--- EXERCISE AIM ---
Give back every entry below, exactly as written.
::::::::
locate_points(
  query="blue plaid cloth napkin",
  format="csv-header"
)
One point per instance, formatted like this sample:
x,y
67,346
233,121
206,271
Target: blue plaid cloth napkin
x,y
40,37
::::::::
--- TASK OUTPUT ---
locate_points(
  query="blue plaid cloth napkin",
  format="csv-header"
)
One point per instance, formatted like this sample:
x,y
67,346
233,121
206,271
Target: blue plaid cloth napkin
x,y
40,37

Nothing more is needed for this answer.